**DATA FOR ANALYSIS**

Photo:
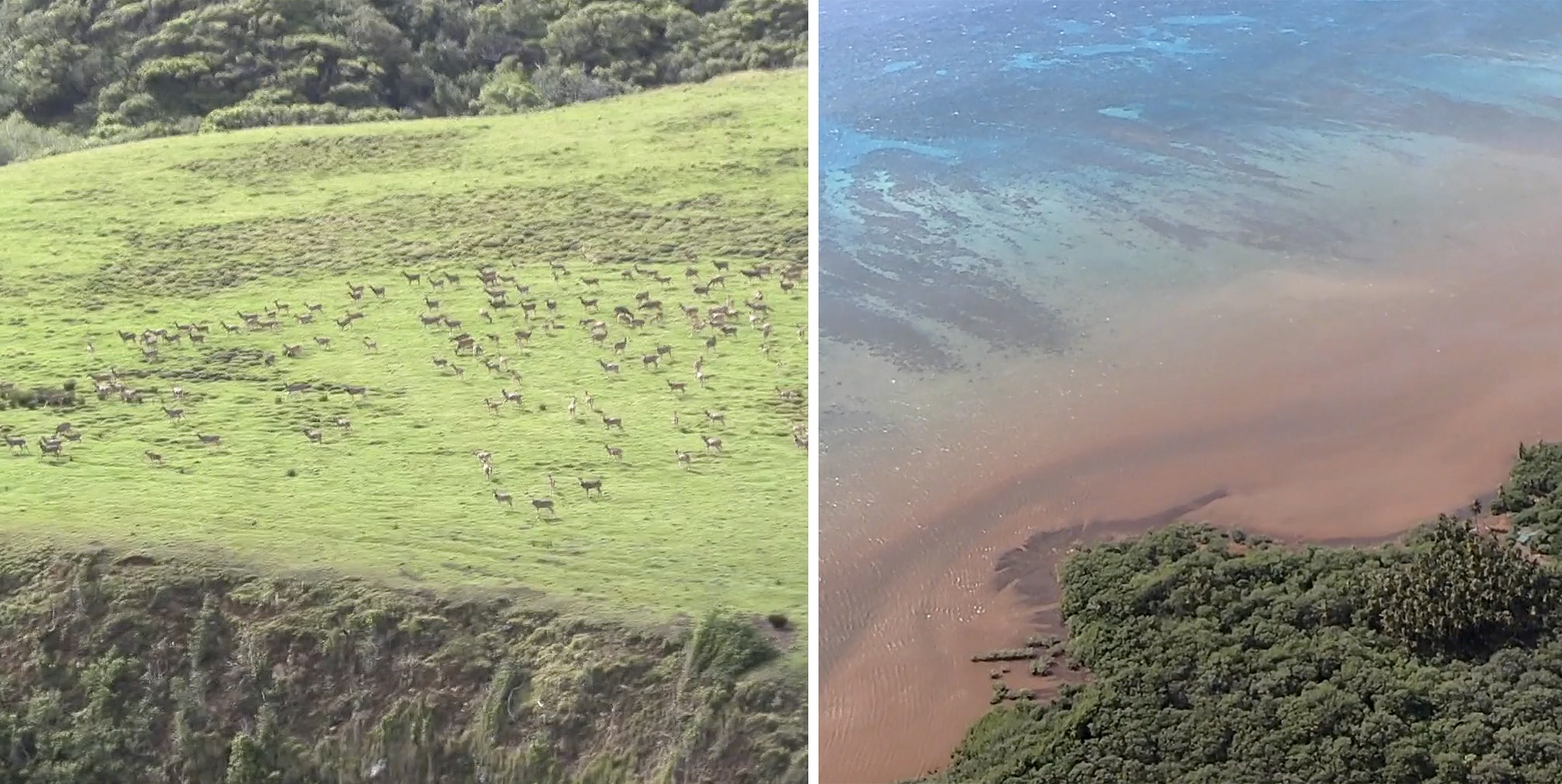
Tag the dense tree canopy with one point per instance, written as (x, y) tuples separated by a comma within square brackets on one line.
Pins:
[(129, 69), (1430, 661)]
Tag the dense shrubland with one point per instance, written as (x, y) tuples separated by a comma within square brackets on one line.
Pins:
[(130, 671), (119, 71), (1221, 658)]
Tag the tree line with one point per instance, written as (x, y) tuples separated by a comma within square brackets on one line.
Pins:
[(1219, 657), (77, 73)]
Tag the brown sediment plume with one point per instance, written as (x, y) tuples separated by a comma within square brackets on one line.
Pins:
[(1344, 405)]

**PROBLEM TO SOLVE**
Should the entries hold any pictures, please omit those and print the remaining text exactly.

**PROBLEM SOLUTION**
Photo:
Tag the dense tree canopy with one point per instance, written as (x, y) tuples separated by a comma within square brackets on one line.
Pins:
[(129, 69), (1430, 661)]
Tag the dense shrubland with one point per instance, written as (x, y) tuples separated by a comma within square brackets on one line.
Pins:
[(130, 671), (119, 71), (1221, 658)]
Tag the tree line with one point per instance, written as (x, y) tuples separated by a comma within square brackets on one line.
Pins:
[(1219, 657), (77, 73)]
Tag the brown sediment plume with one point per instance, written as (x, y) tuples separated by a comma within square brackets on one line.
Pins:
[(1344, 405)]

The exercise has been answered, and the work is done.